**CHALLENGE**
Reproduce word for word the stretch of the listing below from the line containing "Would you be able to indicate the running" through the end of the listing.

**RECORD SET**
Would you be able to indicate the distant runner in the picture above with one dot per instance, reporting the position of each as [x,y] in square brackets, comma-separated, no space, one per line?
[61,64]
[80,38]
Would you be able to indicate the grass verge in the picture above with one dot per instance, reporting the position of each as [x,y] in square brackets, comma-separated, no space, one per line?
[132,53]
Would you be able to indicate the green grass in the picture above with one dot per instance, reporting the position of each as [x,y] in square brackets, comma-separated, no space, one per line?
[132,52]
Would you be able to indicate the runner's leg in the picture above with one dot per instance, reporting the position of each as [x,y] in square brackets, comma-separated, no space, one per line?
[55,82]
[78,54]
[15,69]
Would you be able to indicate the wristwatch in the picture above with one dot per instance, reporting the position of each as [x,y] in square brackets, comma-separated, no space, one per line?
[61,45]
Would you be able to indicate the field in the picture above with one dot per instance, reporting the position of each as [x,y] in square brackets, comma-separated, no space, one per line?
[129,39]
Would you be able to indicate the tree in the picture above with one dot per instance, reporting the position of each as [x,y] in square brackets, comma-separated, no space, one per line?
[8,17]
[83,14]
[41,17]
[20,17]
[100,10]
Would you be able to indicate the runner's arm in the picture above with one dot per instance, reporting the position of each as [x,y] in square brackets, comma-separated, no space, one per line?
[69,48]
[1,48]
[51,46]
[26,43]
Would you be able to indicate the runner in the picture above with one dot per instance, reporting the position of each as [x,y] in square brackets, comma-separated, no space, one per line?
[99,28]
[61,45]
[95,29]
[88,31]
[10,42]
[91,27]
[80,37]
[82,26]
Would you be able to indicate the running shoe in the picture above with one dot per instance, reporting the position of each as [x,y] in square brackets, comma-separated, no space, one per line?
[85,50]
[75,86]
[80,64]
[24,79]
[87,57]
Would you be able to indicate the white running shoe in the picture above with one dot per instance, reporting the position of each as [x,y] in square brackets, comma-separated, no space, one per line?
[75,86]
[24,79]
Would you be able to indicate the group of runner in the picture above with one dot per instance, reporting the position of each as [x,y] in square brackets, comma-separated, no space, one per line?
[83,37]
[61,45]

**TASK SOLUTION**
Would you be able to indicate the running shoe in the picture above with one dot per instance, reporting the position of each as [x,y] in square brackets, comma-separated, no space, one per line?
[85,50]
[75,86]
[80,64]
[24,79]
[87,57]
Would you be able to indicate the white running shoe in the picture above with one dot per instance, reporting the position of each as [x,y] in square brackets, comma-separated, no space, one per line?
[75,86]
[24,79]
Would you be able to indicate the group of runner in the picture above with one dot per instance, reporting the position of each as [x,y] in square brackets, comma-separated, no space, one per line?
[83,37]
[61,45]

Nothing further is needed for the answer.